■ Приведённый отрывок
============

Humor on the Run (#4)

Добрый день, уважаемые подписчики. Специально для тех, кто недавно подписался на нашу рассылку сообщаю, что в четверг-пятницу мы делаем выпуск, посвящённый исключительно юмору (анекдоты, шутки и т.д.) на английском языке. Не спешите отписываться! По понедельникам выходит настоящий выпуск, посвящённый каким-нибудь проблемам, трудностям и интересностям английского языка. Так что даже если трудно понимать юмор (всё-таки надеюсь, что вы разберётесь), ждите понедельника. А сегодня отдыхаем.

Сегодняшний выпуск посвящён шуткам про русских, то есть про нас с Вами.Многие анекдоты - простое переложение наших анекдотов на английский язык. Тем легче вам будет их понять. Поехали!

* * *

Overheard in Moscow: What is the difference between Russian Optimist, Pessimist and Realist? An Optimist learns German. A Pessimist learns Chinese. A Realist learns AK-47.

* * *

There was this drugstore in NYC, near the Russian Embassy where a couple once descended. Being Russian, and utterly inhibited about sex, they asked the guy across the counter for "protection". He nodded conspiratorially and called the CIA.

* * *

An American tourist is visiting Russia, and he's talking with a Russian about the fact that not many people in Russia own cars. The American says, "I can't believe you don't have cars here! How do you get to work?" The Russian replies, "We take bus." The American asks, "Well, how do you go on vacations?" The Russian replies, "We take train." The American asks, "Well, what if you want to go abroad?" The Russian replies, "We don't want go abroad." The American presses further and asks, "Well, what if you really HAVE to go abroad?" The Russian replies, "We take tanks."

* * *

A man in Russia gets a ticket allowing him to buy a car. He sits down with the car dealer and picks out the basic car and then a few options. The car dealer says the car will be ready in ten years. The man wants to know if it will be ready in the morning or the afternoon. The car dealer is a bit surprised, "Why do you care? It's ten years away." "Well the plumber is coming in the morning."

* * *

At the Olympics in the Soviet Union, Brezhnev started a speech at the opening ceremonies. He began as follows: "Oh...." "Ooooo...." "Oh...." "Ooo...." "Ooohh." until one of his advisors quietly pointed out that the Olympic symbol was not a part of the speech to read.

* * *

Brezhnev called in all the Soviet cosmonauts, and in an effort to surpass the U.S. in the Space race, said, "Comrades, I have a plan to overtake the U.S. in Space exploration - you will land on the sun!" "But Comrade Brezhnev," they complained, "we'll burn up!" "Do you take me for a fool," he asked, "you'll land at night!"

* * *

Brezhnev goes off to India and meets with Indira Ghandi. When he comes back he has a dot painted on his forehead, in the Indian tradition. Everyone asks him why he had the dot put on. "Well," he replies, "when I met with Indira, at one point during our conversation, she turned to me and said, pointing to her head, 'You know something, Brezhnev? You're missing something - right here.'"

============

■ Показанный материал
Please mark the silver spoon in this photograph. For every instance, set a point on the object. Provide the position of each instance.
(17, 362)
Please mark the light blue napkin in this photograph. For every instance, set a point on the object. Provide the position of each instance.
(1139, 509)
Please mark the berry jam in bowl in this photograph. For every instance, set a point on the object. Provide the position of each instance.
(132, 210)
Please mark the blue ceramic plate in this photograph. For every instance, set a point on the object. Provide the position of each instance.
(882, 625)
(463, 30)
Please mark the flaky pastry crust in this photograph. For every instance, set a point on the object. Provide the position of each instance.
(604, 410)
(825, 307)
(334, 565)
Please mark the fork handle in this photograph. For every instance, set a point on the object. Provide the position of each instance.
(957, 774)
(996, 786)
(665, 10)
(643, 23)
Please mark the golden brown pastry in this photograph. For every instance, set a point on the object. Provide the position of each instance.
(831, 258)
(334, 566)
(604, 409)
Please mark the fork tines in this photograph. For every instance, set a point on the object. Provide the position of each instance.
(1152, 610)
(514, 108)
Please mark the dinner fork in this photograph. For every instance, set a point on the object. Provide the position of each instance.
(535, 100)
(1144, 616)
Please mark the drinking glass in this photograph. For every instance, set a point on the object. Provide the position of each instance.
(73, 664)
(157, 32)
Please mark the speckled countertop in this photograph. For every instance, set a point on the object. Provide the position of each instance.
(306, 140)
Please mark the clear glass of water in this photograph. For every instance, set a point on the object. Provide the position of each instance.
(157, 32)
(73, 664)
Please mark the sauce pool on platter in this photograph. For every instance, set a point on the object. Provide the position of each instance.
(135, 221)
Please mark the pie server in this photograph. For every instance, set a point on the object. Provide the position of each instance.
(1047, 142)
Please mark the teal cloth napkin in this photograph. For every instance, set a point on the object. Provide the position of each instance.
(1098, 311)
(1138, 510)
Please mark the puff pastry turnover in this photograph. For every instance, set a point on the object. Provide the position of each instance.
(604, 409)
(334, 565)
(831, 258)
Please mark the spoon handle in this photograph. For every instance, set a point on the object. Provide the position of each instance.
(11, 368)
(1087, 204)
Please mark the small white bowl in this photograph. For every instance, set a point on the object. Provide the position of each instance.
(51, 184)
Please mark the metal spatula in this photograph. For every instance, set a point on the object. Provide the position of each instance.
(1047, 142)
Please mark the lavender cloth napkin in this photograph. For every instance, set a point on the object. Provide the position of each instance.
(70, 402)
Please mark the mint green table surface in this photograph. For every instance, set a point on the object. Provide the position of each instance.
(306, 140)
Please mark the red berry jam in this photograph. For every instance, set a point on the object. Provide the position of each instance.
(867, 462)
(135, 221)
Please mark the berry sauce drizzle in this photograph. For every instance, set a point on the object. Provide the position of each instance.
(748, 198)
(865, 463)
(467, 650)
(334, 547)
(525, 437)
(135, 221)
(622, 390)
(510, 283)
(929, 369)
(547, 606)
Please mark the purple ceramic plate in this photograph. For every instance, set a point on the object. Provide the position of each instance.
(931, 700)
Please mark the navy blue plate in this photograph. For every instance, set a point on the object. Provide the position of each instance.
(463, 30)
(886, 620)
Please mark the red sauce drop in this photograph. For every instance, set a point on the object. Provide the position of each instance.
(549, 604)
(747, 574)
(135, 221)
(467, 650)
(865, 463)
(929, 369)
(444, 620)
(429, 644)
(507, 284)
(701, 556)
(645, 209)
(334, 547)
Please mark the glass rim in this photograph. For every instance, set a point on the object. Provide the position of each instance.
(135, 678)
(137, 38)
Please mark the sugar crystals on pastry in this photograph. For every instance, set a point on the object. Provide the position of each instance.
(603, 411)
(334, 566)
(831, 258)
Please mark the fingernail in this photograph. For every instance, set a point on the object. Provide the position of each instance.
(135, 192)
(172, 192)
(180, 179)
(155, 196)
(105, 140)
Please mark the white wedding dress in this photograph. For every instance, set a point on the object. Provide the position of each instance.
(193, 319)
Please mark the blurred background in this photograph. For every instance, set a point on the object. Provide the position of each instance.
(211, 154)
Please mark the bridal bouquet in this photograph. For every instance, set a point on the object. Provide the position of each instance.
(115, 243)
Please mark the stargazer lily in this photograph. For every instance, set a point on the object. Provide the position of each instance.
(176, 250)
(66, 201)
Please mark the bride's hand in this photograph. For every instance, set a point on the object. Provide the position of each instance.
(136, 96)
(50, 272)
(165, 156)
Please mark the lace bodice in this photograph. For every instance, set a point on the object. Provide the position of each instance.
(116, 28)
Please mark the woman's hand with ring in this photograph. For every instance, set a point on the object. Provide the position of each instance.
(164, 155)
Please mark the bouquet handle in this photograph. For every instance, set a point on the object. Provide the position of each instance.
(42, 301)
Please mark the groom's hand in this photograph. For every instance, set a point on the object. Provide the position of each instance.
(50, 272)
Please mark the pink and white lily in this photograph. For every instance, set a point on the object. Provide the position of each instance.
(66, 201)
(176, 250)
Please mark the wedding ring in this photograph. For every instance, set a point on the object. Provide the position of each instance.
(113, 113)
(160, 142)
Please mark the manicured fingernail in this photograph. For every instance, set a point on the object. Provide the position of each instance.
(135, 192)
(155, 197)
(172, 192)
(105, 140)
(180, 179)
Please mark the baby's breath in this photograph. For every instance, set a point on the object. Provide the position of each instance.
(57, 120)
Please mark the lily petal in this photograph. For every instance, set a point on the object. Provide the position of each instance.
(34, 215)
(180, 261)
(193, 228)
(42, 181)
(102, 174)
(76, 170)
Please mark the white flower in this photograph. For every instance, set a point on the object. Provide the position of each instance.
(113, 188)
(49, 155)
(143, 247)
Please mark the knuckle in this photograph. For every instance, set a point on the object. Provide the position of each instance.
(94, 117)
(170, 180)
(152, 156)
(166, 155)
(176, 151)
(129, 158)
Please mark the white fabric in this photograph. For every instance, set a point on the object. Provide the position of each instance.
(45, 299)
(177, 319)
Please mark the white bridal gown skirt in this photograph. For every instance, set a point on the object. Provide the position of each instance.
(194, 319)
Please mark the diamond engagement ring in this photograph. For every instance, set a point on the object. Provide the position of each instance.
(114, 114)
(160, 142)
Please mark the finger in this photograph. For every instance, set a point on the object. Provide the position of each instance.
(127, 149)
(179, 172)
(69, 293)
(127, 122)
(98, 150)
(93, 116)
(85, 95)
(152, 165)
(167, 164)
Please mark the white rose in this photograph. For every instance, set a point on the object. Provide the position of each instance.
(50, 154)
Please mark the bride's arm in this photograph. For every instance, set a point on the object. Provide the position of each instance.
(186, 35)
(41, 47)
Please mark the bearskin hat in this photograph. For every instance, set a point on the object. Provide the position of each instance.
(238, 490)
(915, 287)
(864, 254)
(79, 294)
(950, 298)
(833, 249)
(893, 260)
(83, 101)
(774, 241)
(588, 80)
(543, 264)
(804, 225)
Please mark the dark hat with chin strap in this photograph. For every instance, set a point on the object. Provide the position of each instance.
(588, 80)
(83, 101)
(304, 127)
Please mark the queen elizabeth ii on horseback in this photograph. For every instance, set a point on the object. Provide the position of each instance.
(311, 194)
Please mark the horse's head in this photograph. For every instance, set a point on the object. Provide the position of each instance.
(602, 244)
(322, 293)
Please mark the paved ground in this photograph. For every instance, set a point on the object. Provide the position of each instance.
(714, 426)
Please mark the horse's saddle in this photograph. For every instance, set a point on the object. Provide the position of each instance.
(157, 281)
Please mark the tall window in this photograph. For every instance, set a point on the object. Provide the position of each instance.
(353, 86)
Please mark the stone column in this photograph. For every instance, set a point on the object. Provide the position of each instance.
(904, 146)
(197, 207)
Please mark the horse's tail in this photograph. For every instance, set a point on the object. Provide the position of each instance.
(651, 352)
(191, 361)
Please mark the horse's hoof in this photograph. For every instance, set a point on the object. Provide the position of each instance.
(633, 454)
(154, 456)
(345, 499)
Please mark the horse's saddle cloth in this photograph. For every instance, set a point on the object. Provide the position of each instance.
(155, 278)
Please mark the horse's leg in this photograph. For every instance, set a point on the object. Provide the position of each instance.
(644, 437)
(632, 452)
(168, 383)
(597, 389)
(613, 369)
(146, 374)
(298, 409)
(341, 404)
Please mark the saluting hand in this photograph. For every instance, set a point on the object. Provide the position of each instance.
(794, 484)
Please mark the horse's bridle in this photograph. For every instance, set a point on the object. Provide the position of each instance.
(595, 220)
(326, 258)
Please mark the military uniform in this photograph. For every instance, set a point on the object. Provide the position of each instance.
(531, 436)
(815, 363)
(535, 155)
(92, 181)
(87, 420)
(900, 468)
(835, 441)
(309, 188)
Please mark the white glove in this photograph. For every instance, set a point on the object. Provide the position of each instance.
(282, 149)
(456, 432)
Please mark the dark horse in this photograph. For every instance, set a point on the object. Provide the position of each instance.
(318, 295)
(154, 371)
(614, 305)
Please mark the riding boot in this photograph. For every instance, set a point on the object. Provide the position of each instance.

============

■ Цель 1
Ответьте по отрывку на вопросы:
(a) По каким дням выходит выпуск о трудностях английского языка?
(b) Через сколько лет, по словам продавца, будет готова машина?
(c) В какое время суток, по словам Брежнева, космонавты должны высадиться на солнце?
■ Цель 2
Продублируйте из отрывка без изменений фрагмент от «Сегодняшний выпуск посвящён» до «их понять. Поехали!».
Записи здесь не понадобятся.

■ Ответ 1
(a) По понедельникам.
(b) Через десять лет.
(c) Ночью.

■ Ответ 2
Сегодняшний выпуск посвящён шуткам про русских, то есть про нас с Вами.Многие анекдоты - простое переложение наших анекдотов на английский язык. Тем легче вам будет их понять. Поехали!